EXCERPTED PASSAGE ▸
Richard A. Berjian, D.O., Inc. v. Ohio Bell Tel. Co., 54 Ohio St.2d 147, 151, 375 N.E.2d 410 (1978). See Champion Gym & Fitness, Inc. v. Crotty, 178 Ohio App.3d 739, 2008-Ohio-5642, 900 N.E.2d 231, ¶ 15 (2d Dist.) ("[C]ourts must give effect to the manifest intent of the parties where there is clear evidence demonstrating that the parties did not intend to be bound until the terms of the agreement are formalized in a signed written document.").

{¶ 12} Similarly, we need to give effect to the intent of the parties. As shown by the terms of paragraph 28 — that presumably was drafted by Setjo — the parties did not intend to be bound until both Rousseau and Setjo signed the document. Absent Setjo's signature on the document, the arbitration agreement was never effective and, therefore, the agreement was unenforceable.

SUPPLIED RECORDS ▸
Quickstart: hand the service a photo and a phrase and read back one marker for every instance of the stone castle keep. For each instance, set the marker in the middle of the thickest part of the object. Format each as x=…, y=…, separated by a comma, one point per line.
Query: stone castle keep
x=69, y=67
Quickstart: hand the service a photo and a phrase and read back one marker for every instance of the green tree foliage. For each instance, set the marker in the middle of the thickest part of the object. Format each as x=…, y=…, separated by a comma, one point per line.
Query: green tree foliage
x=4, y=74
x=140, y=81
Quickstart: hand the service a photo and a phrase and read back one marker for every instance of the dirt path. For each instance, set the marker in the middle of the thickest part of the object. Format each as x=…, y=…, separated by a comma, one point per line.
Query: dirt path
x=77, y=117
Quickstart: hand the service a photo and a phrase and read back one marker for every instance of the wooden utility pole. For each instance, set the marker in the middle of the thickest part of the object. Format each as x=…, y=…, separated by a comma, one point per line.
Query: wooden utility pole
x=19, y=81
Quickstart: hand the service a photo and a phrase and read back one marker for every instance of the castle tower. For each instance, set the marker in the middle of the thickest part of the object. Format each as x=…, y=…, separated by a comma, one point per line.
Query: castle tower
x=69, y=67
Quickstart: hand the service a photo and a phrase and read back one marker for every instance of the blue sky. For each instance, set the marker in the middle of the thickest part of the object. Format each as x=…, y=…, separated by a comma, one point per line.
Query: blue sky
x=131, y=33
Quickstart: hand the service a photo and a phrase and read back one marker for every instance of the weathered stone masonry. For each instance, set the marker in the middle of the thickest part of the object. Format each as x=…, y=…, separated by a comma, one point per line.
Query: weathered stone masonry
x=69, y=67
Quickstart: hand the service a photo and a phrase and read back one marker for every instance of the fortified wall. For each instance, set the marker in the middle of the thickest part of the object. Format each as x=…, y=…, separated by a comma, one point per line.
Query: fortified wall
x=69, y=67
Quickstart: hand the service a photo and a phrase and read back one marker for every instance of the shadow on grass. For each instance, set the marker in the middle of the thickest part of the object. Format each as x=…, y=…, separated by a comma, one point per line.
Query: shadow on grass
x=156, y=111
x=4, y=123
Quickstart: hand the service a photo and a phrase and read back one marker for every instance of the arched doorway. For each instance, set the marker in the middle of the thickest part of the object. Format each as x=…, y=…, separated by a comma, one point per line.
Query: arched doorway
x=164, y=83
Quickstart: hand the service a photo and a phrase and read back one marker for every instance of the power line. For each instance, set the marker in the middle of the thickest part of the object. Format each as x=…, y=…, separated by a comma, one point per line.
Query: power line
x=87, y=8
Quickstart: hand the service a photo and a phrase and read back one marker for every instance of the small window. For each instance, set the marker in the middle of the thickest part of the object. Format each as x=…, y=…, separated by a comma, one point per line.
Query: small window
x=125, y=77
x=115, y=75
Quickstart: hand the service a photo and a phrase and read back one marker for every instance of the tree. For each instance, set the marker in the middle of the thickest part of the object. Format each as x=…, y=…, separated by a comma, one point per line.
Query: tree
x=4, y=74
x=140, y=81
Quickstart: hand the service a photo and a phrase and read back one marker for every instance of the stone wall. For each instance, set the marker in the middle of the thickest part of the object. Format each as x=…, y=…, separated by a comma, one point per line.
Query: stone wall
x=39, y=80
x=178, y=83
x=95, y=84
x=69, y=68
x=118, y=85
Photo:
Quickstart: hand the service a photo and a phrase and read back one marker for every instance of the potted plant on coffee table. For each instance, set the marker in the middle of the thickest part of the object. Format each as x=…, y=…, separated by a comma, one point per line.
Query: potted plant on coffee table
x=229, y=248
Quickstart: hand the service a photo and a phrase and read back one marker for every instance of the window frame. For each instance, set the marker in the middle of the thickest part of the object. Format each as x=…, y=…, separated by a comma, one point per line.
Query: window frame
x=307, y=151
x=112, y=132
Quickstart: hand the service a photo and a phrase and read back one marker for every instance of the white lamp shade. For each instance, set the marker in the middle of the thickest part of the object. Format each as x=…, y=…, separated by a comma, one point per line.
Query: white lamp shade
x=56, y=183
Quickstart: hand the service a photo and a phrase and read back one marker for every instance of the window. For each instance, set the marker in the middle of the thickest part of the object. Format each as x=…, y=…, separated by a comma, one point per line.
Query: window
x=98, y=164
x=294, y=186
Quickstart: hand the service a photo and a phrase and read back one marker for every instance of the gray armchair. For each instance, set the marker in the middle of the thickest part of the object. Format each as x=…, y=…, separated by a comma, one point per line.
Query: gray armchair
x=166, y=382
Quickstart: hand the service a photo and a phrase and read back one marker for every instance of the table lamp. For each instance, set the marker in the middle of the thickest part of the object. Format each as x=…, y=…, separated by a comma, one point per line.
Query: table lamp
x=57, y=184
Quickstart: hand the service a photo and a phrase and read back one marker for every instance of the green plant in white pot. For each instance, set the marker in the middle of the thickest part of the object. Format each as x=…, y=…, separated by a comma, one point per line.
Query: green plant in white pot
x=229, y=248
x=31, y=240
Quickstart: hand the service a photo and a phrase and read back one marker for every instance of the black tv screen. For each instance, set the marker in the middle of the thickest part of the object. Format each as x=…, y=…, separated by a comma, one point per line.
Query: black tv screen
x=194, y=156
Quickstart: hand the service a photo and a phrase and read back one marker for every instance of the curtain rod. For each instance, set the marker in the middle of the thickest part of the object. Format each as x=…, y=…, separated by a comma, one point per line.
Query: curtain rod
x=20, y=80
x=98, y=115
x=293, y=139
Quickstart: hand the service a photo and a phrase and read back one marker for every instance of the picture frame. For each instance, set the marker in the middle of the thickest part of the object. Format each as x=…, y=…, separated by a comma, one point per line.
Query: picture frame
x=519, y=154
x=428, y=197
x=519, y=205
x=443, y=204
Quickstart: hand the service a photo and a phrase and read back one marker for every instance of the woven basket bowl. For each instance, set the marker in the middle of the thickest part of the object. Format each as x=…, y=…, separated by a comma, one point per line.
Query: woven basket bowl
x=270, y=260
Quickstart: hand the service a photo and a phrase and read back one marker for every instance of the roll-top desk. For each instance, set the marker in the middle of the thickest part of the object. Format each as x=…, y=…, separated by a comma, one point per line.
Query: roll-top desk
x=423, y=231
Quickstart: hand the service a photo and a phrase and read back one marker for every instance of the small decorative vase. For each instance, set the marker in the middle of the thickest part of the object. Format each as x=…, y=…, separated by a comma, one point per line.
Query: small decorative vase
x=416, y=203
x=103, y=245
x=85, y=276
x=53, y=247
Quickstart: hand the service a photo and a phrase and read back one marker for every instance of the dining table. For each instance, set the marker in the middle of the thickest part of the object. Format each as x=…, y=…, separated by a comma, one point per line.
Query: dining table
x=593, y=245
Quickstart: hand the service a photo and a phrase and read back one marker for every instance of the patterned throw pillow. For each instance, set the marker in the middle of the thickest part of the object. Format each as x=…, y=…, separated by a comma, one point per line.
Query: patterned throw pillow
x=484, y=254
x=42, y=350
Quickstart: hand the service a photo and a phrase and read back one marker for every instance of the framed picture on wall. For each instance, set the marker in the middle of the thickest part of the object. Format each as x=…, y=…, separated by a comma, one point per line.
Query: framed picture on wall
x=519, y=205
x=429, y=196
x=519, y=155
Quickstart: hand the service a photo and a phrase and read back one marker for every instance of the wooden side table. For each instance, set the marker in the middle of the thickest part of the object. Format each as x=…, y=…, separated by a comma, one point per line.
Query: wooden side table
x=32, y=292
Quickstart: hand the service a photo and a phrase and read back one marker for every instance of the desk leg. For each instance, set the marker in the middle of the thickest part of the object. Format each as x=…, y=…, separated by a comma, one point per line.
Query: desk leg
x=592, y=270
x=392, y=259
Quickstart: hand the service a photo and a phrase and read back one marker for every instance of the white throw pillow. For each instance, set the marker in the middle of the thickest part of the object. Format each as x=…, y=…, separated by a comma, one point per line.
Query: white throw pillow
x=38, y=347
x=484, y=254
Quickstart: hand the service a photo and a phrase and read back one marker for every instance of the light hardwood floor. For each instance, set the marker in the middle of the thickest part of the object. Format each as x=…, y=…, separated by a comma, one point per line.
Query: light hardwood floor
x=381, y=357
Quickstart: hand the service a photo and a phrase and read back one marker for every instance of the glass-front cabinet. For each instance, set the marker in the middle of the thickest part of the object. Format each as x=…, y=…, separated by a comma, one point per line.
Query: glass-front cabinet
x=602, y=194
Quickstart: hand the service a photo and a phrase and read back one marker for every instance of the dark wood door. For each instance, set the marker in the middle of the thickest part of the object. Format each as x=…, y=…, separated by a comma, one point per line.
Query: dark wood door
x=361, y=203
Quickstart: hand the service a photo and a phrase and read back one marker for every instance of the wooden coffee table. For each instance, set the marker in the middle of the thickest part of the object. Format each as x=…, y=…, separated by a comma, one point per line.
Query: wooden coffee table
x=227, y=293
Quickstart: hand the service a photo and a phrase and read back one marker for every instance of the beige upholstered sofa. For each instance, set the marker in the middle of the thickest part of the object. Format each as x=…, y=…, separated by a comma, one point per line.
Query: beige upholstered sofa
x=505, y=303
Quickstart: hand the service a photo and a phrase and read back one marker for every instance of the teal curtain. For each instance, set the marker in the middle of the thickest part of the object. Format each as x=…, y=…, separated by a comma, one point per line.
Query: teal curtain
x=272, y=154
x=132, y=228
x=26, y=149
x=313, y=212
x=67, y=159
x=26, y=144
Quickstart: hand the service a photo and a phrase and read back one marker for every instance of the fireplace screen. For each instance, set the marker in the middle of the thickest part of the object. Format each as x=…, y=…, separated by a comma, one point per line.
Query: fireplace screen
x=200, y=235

INSTRUCTIONS ▸
a – Using the arbitration ruling, answer each question below on its own line:
(i) Which case is quoted for the rule that courts must honor the parties' manifest intent not to be bound until the agreement is formalized in a signed writing?
(ii) Which paragraph's terms show that the parties did not intend to be bound until both signed?
(iii) Whose signature was missing from the document?
b – Carry on the arbitration ruling from its last sentence.

EXPECTED ANSWERS ▸
a –
(i) Champion Gym & Fitness, Inc. v. Crotty
(ii) Paragraph 28
(iii) Setjo's

b –
{¶ 13} Appellants reference this court's decision in Jatsek, 8th Dist. Cuyahoga No. 98142, 2012-Ohio-3966, for the proposition that an unsigned contract is enforceable. The facts of Jatsek are distinguishable as no evidence was introduced that showed the Jatsek contract included a clause requiring both parties to execute the document prior to its enforceability.

{¶ 14} Setjo's contention that paragraph 22, Employee's Right to Revoke Agreement After Signing, shows that Setjo's signature was unnecessary lacks merit. Paragraph 22 reads as follows:

22. Employee's Right to Revoke Agreement After Signing. Employee may revoke this Agreement during the first seven days after Employee has signed it. To revoke, Employee must deliver a written notice of revocation to Setjo at: Setjo, L.L.C. c/o Claim Administrator, 18180 Rockside Rd., Bedford, Ohio 44146. Any such revocation will be effective upon its receipt by Setjo.
Setjo argues that paragraph 22 required Rousseau to adhere to the arbitration agreement unless he revoked his signature within seven days. In other words, once seven days passed following Rousseau's execution of the agreement, both parties were bound regardless of whether Setjo ever signed the document as required under paragraph 28. Appellants argue that "if [Rousseau's] signature did not bind him, the revocation provision would be meaningless." (Appellants' brief at 10.)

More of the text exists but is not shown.